#### [GOALS]
A. Using the article on client discounts, please explain in one to three sentences why it says giving new clients a discount is a mistake for freelancers.
B. In the article on client discounts, what rule is given about project estimates?

#### [SUPPLIED PASSAGE]
** Begin **

Sticky Client Situations: How to Handle Clients Asking for Discounts

It seems like a perfectly normal thing to do. Everywhere you turn, you see ads on TV offering a one month free trial at the gym. Fifty percent off appetizers during happy hour. Buy one pair of shoes, get 20 percent off the second.

But for small businesses or freelancers, these giveaways can be deadly.

Too often, cash-strapped self-employed women take on new clients at a discount, only to find themselves frustrated and equally cash-strapped when that client sticks around, requires a lot of extra time on email and the phone as they try to get “the most” for their money, and generally makes the freelancer miserable.

In the long run, discounting will not make you happy with your clients, and that will cause your work to suffer.

Nip these poorly-paid projects in the bud with these three steps.

Let the Client Start the Negotiation

It happens to all of us. You have a conversation with a client that is going great. Then, they ask the dreaded question:

What’s your rate for this?

Eager to please the client you have such a great rapport with, you blurt out a number you earned on a similar project in the past, without taking into account all the work associated with the project, and with a little discount because you feel like you have such a great thing going with the client.

WRONG!!. On so many levels, but to start: NEVER give project estimates on the phone.

** End **

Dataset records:
** Begin **

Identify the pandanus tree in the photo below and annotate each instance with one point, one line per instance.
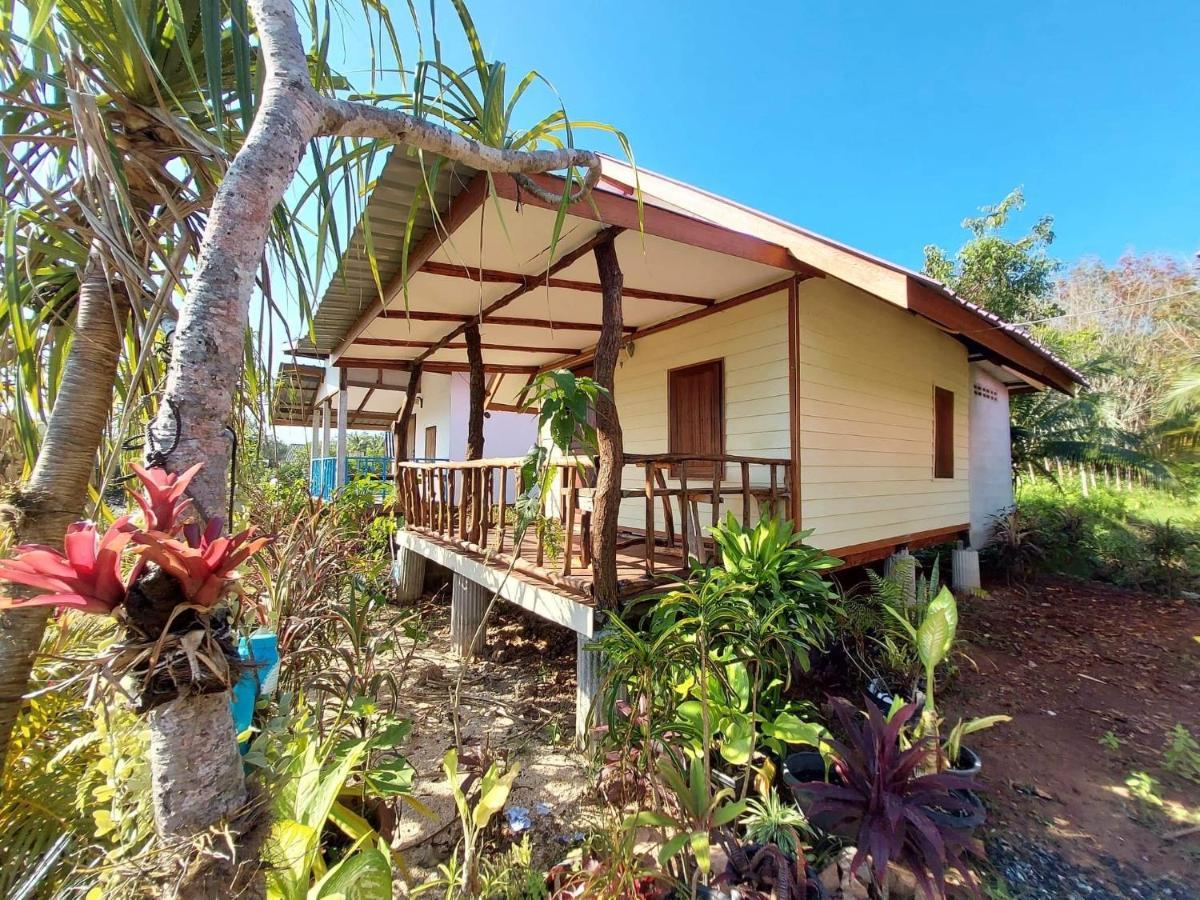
(113, 143)
(297, 105)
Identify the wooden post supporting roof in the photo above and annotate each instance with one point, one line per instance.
(475, 429)
(609, 438)
(406, 415)
(793, 397)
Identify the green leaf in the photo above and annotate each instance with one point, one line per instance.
(737, 739)
(390, 778)
(493, 793)
(701, 847)
(672, 847)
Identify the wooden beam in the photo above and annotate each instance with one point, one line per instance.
(407, 365)
(605, 234)
(621, 210)
(465, 346)
(873, 551)
(607, 429)
(793, 399)
(748, 297)
(497, 276)
(461, 208)
(973, 327)
(517, 322)
(406, 417)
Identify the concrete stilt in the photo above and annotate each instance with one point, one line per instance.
(408, 573)
(587, 685)
(965, 569)
(901, 567)
(468, 601)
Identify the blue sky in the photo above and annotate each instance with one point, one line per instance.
(883, 125)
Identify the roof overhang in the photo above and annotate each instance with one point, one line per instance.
(486, 257)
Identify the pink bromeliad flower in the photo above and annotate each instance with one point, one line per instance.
(85, 577)
(204, 563)
(163, 502)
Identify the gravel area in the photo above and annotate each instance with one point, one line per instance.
(1035, 873)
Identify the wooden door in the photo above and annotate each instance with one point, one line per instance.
(696, 414)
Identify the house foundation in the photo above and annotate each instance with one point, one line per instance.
(468, 603)
(965, 570)
(408, 573)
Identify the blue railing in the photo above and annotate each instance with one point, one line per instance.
(322, 481)
(322, 472)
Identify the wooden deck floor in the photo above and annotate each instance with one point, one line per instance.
(575, 579)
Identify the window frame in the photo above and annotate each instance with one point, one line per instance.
(943, 433)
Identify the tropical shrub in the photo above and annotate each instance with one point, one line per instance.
(883, 804)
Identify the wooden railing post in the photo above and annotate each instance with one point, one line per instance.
(649, 517)
(745, 495)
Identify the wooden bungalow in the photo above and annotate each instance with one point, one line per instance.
(754, 365)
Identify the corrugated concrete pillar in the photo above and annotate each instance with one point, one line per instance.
(587, 685)
(901, 568)
(965, 569)
(408, 574)
(468, 600)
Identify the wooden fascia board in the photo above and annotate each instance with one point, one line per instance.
(495, 276)
(959, 319)
(621, 210)
(462, 207)
(733, 301)
(406, 365)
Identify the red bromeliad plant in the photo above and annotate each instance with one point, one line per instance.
(165, 501)
(892, 811)
(202, 565)
(87, 577)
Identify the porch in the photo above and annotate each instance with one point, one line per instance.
(471, 508)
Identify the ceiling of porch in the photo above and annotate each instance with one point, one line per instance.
(489, 258)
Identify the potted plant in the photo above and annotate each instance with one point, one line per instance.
(922, 822)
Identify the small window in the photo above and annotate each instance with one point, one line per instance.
(696, 415)
(943, 433)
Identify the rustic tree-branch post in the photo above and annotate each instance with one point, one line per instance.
(53, 497)
(609, 439)
(191, 736)
(475, 426)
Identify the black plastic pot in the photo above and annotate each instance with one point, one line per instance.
(882, 696)
(965, 819)
(804, 768)
(969, 763)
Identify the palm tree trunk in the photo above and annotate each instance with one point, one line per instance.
(54, 495)
(195, 421)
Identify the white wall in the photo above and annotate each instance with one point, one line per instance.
(751, 340)
(991, 453)
(435, 409)
(504, 433)
(868, 372)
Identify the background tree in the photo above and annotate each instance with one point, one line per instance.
(1013, 277)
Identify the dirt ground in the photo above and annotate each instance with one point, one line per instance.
(1095, 677)
(517, 705)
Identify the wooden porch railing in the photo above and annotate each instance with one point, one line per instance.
(468, 504)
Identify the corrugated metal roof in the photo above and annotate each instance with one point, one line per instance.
(353, 288)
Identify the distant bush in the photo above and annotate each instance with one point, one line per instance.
(1140, 538)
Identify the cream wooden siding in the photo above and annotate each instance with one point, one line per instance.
(868, 372)
(751, 339)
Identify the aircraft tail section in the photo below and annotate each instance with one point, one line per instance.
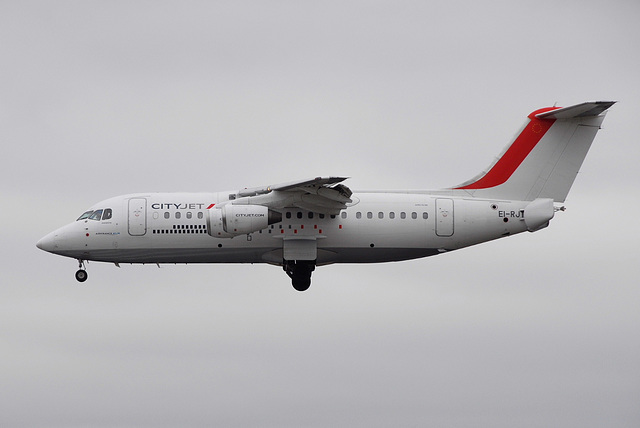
(544, 159)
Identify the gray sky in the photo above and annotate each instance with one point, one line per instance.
(104, 98)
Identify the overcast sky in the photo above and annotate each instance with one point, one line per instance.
(99, 99)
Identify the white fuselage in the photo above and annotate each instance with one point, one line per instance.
(376, 227)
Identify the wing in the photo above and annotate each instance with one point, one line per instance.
(323, 195)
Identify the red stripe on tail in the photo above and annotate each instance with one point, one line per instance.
(515, 154)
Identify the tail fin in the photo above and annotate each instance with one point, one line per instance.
(544, 159)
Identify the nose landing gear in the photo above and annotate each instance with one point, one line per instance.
(300, 272)
(81, 274)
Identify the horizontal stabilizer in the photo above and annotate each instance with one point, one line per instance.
(579, 110)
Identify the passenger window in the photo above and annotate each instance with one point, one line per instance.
(96, 215)
(84, 215)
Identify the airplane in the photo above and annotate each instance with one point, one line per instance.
(315, 222)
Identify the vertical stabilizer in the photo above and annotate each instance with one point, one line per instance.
(544, 159)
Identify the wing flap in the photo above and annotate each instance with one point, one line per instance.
(322, 195)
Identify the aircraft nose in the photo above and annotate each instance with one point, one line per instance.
(48, 243)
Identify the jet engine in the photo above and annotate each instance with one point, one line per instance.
(233, 220)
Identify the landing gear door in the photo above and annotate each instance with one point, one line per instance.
(444, 217)
(137, 216)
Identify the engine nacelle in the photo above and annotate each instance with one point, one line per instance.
(234, 220)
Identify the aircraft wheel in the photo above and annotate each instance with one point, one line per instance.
(301, 284)
(81, 275)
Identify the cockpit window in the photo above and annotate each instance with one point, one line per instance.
(85, 215)
(96, 215)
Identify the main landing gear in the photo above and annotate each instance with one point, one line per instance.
(300, 272)
(81, 274)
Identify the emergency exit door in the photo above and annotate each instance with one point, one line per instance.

** End **

#### [ANSWERS FOR THIS EXERCISE]
A. Discounted clients often stay on, demand a lot of extra time on email and the phone to get "the most" for their money, and leave the freelancer frustrated and still short on cash. Over time this makes the freelancer unhappy with those clients, and that causes the work to suffer.

B. Never give project estimates on the phone.